***** Source material

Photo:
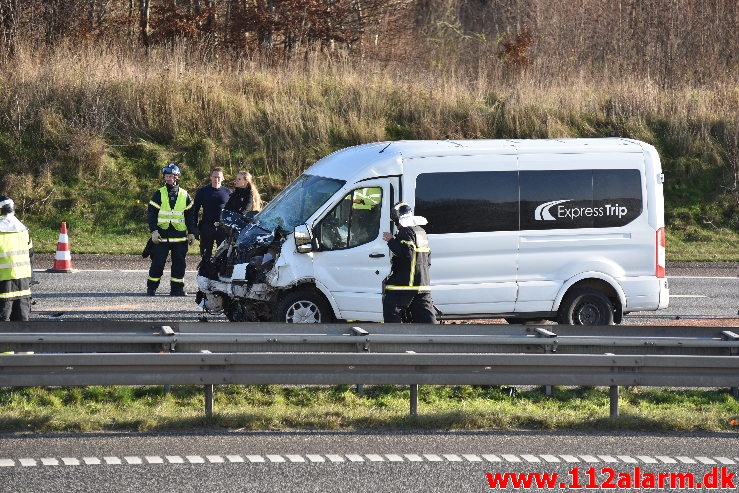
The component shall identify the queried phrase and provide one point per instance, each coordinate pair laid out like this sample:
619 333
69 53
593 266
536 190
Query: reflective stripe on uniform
16 294
17 252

**********

## Problem statement
Format every line of the records above as a Markdown table with a Row column for the line number and a Line column for its text. Skip blank lines and leave the pictures out.

## Output of the exercise
| Row | Line |
|---|---|
| 1 | Photo: |
| 2 | The component shall identify the queried phrase and provide one point per instance, each coordinate pair laid out like this sample: |
| 3 | 619 333 |
| 4 | 69 53 |
| 5 | 593 266 |
| 6 | 536 190 |
| 7 | Query: reflective stripe on uniform |
| 8 | 16 294 |
| 9 | 17 252 |